Referring expression pointing data:
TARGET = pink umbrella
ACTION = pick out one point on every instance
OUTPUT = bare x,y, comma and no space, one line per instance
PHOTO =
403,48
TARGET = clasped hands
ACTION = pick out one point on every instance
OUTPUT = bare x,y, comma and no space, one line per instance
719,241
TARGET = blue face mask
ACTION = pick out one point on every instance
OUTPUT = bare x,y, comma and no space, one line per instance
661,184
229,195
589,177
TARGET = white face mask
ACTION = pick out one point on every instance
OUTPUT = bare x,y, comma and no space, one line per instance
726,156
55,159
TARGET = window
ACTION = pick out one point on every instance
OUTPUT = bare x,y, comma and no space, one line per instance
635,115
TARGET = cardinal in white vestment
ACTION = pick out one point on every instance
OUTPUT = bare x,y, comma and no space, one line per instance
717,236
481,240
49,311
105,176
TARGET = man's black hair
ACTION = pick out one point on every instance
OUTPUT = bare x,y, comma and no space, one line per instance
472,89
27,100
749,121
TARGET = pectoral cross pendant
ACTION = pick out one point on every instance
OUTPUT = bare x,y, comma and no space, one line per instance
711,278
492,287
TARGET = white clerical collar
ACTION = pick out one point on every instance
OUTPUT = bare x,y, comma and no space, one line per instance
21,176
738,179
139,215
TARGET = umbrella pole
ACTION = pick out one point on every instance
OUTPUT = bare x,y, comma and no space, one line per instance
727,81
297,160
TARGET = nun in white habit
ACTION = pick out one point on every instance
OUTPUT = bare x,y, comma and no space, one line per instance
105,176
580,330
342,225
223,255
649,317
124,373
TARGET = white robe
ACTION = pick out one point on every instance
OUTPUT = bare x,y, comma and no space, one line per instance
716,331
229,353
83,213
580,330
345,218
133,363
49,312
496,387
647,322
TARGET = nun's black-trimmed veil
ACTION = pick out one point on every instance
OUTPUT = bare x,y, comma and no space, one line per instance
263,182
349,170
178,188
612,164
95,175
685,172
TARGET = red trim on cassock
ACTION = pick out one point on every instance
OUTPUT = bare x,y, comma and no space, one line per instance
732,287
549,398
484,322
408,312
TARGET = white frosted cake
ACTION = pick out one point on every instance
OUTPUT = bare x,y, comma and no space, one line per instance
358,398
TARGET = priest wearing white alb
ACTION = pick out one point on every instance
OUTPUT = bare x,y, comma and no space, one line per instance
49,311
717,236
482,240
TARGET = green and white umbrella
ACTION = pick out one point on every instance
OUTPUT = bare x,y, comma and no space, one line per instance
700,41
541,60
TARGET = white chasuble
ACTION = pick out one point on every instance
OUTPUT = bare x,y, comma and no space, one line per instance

### REQUIRED ACTION
Above are the records; copy every line in them that holds the word "face".

### SOLUTION
TARGET = blue face mask
TARGET = white face mask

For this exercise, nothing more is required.